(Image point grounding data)
----------

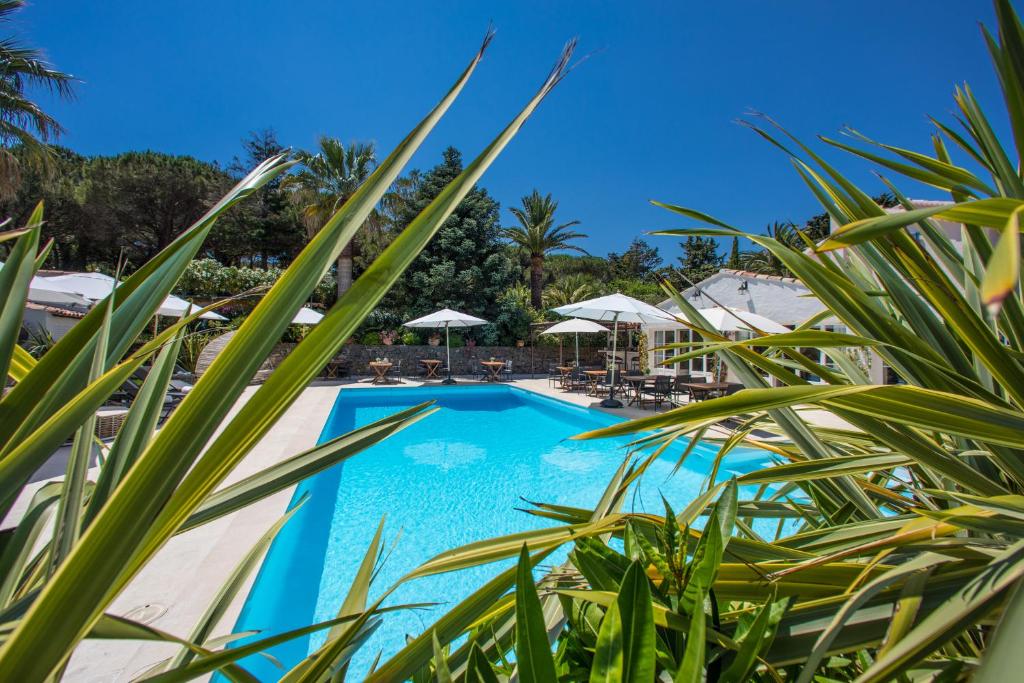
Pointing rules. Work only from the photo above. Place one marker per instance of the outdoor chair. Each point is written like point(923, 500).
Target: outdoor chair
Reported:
point(658, 392)
point(177, 385)
point(732, 388)
point(612, 378)
point(578, 380)
point(129, 392)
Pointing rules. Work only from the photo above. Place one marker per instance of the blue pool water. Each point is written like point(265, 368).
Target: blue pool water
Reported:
point(453, 478)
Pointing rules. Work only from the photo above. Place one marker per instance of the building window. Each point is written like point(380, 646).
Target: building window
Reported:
point(700, 364)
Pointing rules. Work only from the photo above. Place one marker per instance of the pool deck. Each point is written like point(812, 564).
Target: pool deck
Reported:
point(174, 589)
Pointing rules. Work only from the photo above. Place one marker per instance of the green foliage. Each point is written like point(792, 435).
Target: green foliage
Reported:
point(465, 267)
point(207, 279)
point(26, 125)
point(512, 318)
point(266, 229)
point(537, 236)
point(699, 260)
point(640, 261)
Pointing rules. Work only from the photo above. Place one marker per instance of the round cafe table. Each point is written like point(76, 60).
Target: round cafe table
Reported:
point(431, 366)
point(380, 372)
point(494, 370)
point(593, 377)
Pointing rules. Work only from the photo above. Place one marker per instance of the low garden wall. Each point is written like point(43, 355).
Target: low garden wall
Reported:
point(465, 359)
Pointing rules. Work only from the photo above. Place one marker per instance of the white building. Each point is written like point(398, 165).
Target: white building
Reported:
point(785, 300)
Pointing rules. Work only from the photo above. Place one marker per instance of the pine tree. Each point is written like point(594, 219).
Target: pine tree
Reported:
point(465, 266)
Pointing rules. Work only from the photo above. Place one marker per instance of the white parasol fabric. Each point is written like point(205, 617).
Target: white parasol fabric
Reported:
point(96, 286)
point(615, 307)
point(574, 325)
point(307, 315)
point(727, 318)
point(445, 317)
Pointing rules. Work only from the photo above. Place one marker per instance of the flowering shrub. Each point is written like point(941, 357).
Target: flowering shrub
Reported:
point(208, 279)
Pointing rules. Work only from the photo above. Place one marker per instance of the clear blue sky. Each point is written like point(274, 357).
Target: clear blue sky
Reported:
point(649, 116)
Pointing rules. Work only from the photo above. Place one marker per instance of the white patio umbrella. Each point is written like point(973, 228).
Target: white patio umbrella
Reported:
point(445, 317)
point(576, 325)
point(727, 318)
point(307, 315)
point(615, 307)
point(96, 286)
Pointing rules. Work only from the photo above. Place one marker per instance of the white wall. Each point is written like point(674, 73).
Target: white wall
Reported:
point(57, 326)
point(779, 299)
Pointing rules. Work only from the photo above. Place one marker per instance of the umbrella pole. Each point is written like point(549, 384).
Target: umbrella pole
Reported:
point(611, 401)
point(448, 349)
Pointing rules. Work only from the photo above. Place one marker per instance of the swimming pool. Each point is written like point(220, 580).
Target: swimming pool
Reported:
point(455, 477)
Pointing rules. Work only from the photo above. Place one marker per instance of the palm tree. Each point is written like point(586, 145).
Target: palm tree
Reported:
point(538, 236)
point(23, 123)
point(330, 176)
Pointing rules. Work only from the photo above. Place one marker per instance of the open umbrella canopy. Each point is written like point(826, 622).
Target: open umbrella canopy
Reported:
point(96, 286)
point(574, 325)
point(727, 318)
point(445, 317)
point(615, 307)
point(307, 315)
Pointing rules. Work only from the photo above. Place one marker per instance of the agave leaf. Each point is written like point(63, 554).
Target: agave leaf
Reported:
point(419, 650)
point(637, 626)
point(532, 651)
point(14, 280)
point(229, 589)
point(609, 652)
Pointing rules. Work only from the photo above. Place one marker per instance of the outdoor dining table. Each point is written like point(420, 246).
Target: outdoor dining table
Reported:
point(494, 370)
point(380, 372)
point(431, 366)
point(637, 382)
point(593, 377)
point(705, 388)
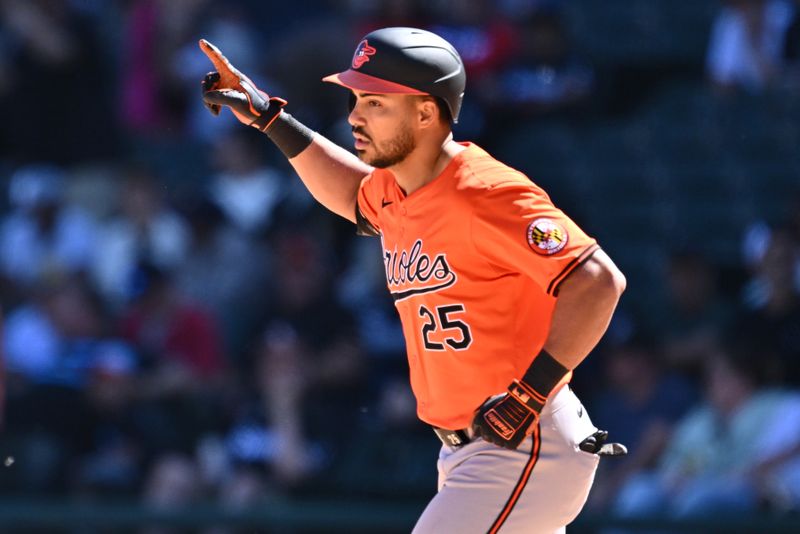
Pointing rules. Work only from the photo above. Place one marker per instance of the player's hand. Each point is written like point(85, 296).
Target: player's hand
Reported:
point(505, 421)
point(226, 86)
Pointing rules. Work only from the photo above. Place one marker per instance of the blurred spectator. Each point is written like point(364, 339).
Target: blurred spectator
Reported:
point(745, 50)
point(791, 50)
point(545, 75)
point(772, 307)
point(51, 54)
point(695, 314)
point(43, 237)
point(374, 15)
point(310, 350)
point(721, 457)
point(153, 100)
point(484, 40)
point(226, 271)
point(246, 190)
point(145, 228)
point(54, 345)
point(639, 406)
point(177, 338)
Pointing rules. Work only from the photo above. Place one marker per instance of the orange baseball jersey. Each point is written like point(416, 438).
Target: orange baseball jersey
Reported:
point(473, 261)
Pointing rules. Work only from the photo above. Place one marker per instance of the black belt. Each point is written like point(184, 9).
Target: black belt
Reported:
point(453, 438)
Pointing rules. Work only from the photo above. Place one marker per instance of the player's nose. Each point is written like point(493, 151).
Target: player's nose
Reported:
point(355, 118)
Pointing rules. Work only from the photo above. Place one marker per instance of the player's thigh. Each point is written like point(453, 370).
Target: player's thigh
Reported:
point(534, 490)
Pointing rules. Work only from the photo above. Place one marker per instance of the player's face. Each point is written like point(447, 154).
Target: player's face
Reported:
point(382, 128)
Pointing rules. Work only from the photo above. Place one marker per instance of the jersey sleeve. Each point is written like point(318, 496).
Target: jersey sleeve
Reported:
point(516, 227)
point(366, 215)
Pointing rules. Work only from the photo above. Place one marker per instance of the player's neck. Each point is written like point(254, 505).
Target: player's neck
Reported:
point(425, 163)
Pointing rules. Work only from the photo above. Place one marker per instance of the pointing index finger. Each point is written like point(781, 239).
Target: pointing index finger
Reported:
point(229, 76)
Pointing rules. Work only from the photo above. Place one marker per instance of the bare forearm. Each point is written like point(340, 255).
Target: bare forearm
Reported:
point(331, 174)
point(586, 302)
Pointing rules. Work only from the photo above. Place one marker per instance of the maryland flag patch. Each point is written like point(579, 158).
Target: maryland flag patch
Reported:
point(546, 236)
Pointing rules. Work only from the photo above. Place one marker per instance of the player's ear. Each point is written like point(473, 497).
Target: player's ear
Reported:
point(427, 112)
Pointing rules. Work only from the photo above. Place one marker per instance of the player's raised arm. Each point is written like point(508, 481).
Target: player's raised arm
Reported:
point(331, 173)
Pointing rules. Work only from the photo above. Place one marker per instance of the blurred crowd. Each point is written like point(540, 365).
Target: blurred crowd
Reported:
point(182, 322)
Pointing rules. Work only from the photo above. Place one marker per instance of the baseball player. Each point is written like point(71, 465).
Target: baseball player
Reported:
point(500, 294)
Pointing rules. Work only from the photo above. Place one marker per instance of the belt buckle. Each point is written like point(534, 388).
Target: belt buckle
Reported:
point(452, 438)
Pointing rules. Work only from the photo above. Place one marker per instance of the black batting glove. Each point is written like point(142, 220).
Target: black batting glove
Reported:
point(506, 420)
point(226, 86)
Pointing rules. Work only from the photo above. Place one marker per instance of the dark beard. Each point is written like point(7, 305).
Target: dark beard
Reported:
point(396, 151)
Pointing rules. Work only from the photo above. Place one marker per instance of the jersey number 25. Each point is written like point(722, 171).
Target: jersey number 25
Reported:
point(442, 320)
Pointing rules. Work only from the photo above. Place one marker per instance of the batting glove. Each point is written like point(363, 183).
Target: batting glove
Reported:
point(226, 86)
point(507, 419)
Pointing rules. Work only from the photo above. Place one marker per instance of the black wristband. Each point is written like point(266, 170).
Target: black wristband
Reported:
point(544, 374)
point(289, 135)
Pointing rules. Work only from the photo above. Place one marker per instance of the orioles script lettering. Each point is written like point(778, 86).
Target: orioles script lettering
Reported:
point(413, 272)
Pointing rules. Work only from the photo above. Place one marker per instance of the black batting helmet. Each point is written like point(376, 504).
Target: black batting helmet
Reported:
point(406, 61)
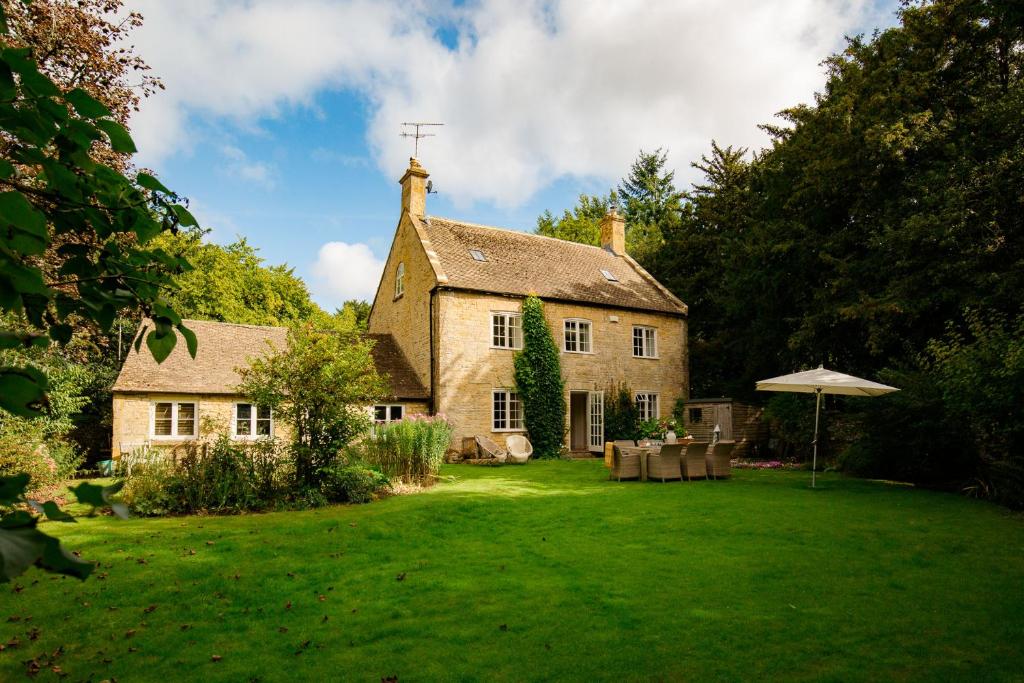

----------

• [PROBLEM TO SOLVE]:
The stretch of entries above that starts with the line containing "Target: flowering shrub" and goes on through the line containing "Target: white patio umbrella" is to be transcribed exactly, and no other line is to be transcribed.

• [EXERCISE RESPONSE]:
Target: flowering shrub
Reported:
point(208, 279)
Pointing rules. Work only from the photo above. Place one marker per instance of the clear blue sky. Each point is written like point(274, 357).
Target: clear blue sky
Reported:
point(649, 116)
Pointing rules. Work only from the photo above. Place one marker per instance of the white patio umbrella. Each point is written like point(973, 228).
Target: white patio umbrella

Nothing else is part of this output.